* [Trecho fornecido]:
___
Na obra A questão indígena na província de Mato Grosso escreveu Vasconcelos:

Marcante, contudo, foi a formação de bandeiras com a presença de índios para combater e capturar outros índios. (...) Desde o século XVI os portugueses usaram intermediários indígenas na busca de cativos (VASCONCELOS, 1999, p. 105).

Tecendo considerações sobre os subterfúgios apologéticos de Ricardo, observou o mesmo autor:
Na obra Marcha para oeste, Cassiano Ricardo tentou eximir o bandeirante da responsabilidade sobre a chamada fase da ‘bandeira de prea’, dando um significado mais complexo ao bandeirantismo (VASCONCELOS, 1999, p. 104).
___
* [Registros fornecidos]:
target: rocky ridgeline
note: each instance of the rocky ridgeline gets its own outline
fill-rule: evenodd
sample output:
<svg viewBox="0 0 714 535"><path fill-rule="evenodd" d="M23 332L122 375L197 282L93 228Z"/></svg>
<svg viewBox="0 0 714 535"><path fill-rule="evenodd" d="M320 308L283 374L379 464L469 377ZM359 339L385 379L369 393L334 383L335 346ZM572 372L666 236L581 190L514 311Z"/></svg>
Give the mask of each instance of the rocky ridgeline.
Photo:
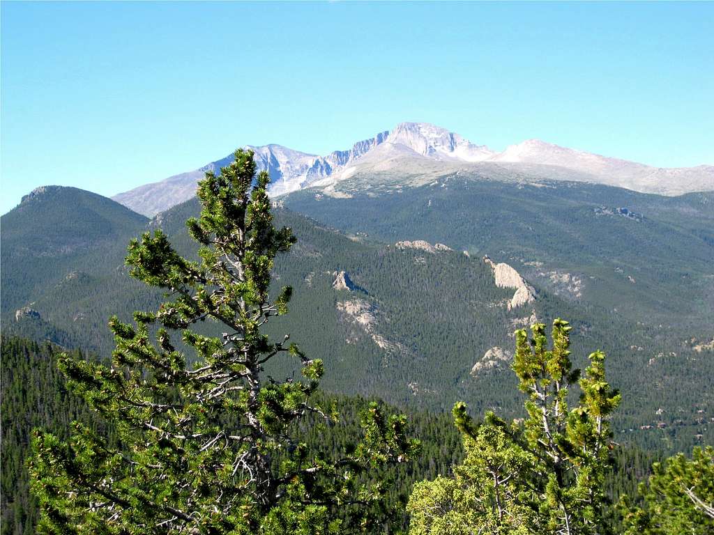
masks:
<svg viewBox="0 0 714 535"><path fill-rule="evenodd" d="M516 290L516 293L508 302L509 310L536 300L536 290L523 280L518 271L503 262L498 264L494 263L488 255L483 257L483 262L493 270L493 278L496 286Z"/></svg>
<svg viewBox="0 0 714 535"><path fill-rule="evenodd" d="M61 188L62 186L61 185L41 185L39 188L35 188L27 195L23 195L20 200L20 203L21 204L22 203L26 203L28 200L39 198L45 193L52 193L59 191Z"/></svg>
<svg viewBox="0 0 714 535"><path fill-rule="evenodd" d="M431 253L432 255L436 254L438 251L453 250L453 249L451 247L445 245L443 243L435 243L432 245L431 243L425 242L423 240L415 240L413 242L397 242L394 244L394 246L401 250L404 250L405 249L418 249L419 250Z"/></svg>
<svg viewBox="0 0 714 535"><path fill-rule="evenodd" d="M335 277L335 280L332 283L332 287L334 290L346 290L348 292L351 292L356 287L346 272L338 272L335 271L333 272L333 275Z"/></svg>
<svg viewBox="0 0 714 535"><path fill-rule="evenodd" d="M513 358L513 354L501 347L491 347L473 365L471 375L476 377L480 373L498 370Z"/></svg>
<svg viewBox="0 0 714 535"><path fill-rule="evenodd" d="M24 317L30 317L34 320L39 320L42 316L39 312L29 307L23 307L15 311L15 321L19 322Z"/></svg>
___
* [Instruções e requisitos]: Transcreva, sem nenhuma alteração, a parte do trecho fornecido que vai de "Na obra A questão" até "1999, p. 104).".

* [Resposta]:
Na obra A questão indígena na província de Mato Grosso escreveu Vasconcelos:

Marcante, contudo, foi a formação de bandeiras com a presença de índios para combater e capturar outros índios. (...) Desde o século XVI os portugueses usaram intermediários indígenas na busca de cativos (VASCONCELOS, 1999, p. 105).

Tecendo considerações sobre os subterfúgios apologéticos de Ricardo, observou o mesmo autor:
Na obra Marcha para oeste, Cassiano Ricardo tentou eximir o bandeirante da responsabilidade sobre a chamada fase da ‘bandeira de prea’, dando um significado mais complexo ao bandeirantismo (VASCONCELOS, 1999, p. 104).